### Try it:
Find the line that contains "Target: mountain ridge" in the entries below. Output it and each later line exactly, and nothing else.
______
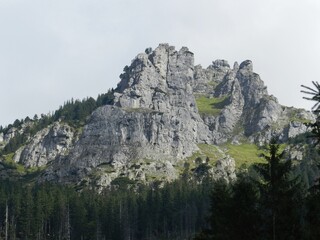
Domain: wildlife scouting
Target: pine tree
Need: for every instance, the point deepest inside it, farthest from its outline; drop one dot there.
(281, 194)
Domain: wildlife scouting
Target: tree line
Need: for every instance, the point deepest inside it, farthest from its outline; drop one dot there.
(73, 112)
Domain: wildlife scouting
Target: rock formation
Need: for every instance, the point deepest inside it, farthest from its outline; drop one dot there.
(157, 122)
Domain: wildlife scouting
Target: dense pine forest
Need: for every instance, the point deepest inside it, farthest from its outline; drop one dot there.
(175, 211)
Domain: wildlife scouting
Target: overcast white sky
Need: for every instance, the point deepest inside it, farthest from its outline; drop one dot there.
(51, 51)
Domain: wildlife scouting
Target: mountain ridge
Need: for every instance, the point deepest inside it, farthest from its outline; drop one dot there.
(163, 109)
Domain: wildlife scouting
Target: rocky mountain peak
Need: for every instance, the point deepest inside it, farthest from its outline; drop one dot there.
(165, 108)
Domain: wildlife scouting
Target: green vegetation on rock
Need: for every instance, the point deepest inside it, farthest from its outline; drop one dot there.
(211, 106)
(245, 154)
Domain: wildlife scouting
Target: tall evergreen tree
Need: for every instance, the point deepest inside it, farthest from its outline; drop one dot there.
(281, 195)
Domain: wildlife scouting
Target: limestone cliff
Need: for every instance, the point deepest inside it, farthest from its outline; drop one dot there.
______
### Answer to the problem:
Target: mountain ridge
Need: for every instance, the point deepest inside it, farthest from its outline; drop one dot there.
(163, 109)
Domain: wildlife scouting
Target: rocky mountain peak
Need: for every instance, the point deepest inside it, farthest from its outline; drop one dot there.
(165, 108)
Domain: wildlife scouting
Target: green vegetation on rock
Need: for every instance, the point deepest inside it, farthest from its outline; drop one dot there.
(211, 106)
(245, 154)
Domain: wildlife scouting
Target: tall evergreen tree
Need: for every instance, the point deepest inside it, farthest from its outline; drop one dot there.
(281, 195)
Domain: wildlife scouting
Target: limestone cliff
Need: for every instance, the point deepest inside it, farthest from its outline; drop one dot there.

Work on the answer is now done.